Problem to solve: Copy out the rows from the line containing "point_to(query) identifies every instance of the grass lawn" to the line containing "x=427, y=569", both included, with no change to any character.

Data records:

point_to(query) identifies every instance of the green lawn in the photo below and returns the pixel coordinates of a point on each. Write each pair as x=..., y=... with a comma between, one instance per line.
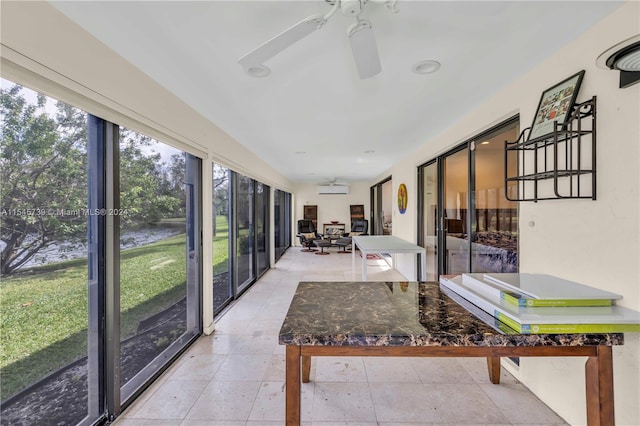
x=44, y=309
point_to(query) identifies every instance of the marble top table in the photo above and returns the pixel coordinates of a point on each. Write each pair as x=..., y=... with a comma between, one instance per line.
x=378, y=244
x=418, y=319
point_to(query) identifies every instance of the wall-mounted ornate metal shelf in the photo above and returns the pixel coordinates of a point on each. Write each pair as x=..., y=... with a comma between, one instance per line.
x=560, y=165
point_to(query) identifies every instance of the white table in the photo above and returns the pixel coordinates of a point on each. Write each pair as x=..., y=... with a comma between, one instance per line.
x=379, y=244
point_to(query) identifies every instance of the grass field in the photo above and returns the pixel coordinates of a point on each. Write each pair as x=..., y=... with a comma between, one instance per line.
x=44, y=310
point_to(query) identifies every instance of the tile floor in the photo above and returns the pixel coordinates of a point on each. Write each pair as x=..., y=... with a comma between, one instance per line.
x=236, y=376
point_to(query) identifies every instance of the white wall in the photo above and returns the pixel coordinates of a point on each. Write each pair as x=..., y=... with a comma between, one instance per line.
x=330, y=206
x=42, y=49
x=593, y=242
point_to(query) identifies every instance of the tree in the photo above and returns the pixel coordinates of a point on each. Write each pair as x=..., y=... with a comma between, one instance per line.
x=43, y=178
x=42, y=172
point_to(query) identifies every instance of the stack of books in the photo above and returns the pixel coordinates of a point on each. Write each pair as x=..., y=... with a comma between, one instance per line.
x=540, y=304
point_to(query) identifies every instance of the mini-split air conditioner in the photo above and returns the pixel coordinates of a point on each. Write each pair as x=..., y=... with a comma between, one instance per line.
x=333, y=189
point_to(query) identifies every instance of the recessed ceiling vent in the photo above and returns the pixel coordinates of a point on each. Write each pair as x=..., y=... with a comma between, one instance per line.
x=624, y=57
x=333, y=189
* * *
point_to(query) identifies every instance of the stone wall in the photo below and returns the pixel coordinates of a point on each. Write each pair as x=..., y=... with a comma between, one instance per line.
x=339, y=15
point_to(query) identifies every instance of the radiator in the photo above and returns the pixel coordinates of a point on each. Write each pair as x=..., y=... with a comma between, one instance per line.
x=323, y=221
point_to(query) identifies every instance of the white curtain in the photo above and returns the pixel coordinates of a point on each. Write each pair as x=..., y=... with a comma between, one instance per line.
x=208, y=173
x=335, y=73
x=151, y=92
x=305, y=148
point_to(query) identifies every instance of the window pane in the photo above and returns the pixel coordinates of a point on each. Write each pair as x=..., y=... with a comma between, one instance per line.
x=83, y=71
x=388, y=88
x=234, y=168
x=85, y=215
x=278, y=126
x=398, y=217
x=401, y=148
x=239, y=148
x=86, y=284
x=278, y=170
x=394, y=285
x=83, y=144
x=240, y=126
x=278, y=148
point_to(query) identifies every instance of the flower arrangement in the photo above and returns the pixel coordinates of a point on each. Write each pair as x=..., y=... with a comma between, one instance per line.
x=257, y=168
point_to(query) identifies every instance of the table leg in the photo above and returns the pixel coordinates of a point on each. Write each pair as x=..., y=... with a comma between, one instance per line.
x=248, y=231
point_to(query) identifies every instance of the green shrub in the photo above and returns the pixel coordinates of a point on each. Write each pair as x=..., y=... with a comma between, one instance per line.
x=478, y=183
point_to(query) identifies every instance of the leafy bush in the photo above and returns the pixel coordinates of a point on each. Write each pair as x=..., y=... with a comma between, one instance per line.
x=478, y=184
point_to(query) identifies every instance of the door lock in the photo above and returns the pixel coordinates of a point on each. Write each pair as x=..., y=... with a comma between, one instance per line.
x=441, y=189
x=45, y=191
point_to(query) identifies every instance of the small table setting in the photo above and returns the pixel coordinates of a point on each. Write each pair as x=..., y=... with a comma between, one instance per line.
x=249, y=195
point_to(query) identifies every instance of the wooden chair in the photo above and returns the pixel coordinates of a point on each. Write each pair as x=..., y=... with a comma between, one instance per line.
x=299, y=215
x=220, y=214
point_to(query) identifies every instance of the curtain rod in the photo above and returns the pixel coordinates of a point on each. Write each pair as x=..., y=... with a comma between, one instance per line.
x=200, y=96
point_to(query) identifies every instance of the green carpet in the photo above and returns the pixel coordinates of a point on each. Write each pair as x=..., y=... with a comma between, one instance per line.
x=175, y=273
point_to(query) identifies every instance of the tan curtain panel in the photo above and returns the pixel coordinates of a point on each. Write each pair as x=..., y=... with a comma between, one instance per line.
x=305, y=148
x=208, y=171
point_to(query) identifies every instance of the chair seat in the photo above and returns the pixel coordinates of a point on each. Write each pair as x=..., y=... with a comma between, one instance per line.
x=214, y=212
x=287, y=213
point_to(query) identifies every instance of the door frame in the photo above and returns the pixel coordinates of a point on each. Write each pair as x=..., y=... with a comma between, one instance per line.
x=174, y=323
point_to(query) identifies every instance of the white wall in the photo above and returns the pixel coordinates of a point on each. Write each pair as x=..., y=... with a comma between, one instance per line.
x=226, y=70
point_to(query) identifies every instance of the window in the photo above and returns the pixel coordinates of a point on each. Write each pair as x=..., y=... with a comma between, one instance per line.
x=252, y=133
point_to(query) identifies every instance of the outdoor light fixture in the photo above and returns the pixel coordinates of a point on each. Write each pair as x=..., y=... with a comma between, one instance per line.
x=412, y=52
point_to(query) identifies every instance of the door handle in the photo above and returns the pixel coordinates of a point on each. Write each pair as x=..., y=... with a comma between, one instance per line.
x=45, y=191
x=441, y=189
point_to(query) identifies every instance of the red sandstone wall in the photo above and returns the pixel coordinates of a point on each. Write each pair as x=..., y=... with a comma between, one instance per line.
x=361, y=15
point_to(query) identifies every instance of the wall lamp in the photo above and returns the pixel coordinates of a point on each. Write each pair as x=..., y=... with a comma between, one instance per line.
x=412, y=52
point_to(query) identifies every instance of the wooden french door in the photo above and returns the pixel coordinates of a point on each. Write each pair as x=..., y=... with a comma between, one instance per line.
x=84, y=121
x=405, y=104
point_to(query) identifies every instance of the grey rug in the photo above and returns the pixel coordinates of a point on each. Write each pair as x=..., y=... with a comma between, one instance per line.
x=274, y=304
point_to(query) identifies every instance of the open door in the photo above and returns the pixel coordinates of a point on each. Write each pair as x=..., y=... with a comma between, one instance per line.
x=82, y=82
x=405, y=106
* * *
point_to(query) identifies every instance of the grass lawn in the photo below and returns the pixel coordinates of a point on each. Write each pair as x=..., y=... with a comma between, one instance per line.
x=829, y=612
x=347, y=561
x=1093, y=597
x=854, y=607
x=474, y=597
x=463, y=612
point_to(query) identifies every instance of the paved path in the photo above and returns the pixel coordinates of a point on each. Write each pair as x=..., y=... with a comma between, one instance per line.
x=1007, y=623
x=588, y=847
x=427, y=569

Correct result:
point_to(query) identifies every instance of the grass lawn in the photo below and returns the pixel coordinates of a point on each. Write each pair as x=..., y=... with a comma between, one instance per line.
x=829, y=612
x=347, y=561
x=1093, y=597
x=854, y=607
x=474, y=597
x=463, y=612
point_to(query) identifies every instance of the paved path in the photo above and returns the pixel coordinates of a point on each. Write each pair as x=..., y=... with a comma between, one instance per line.
x=1007, y=623
x=588, y=847
x=427, y=569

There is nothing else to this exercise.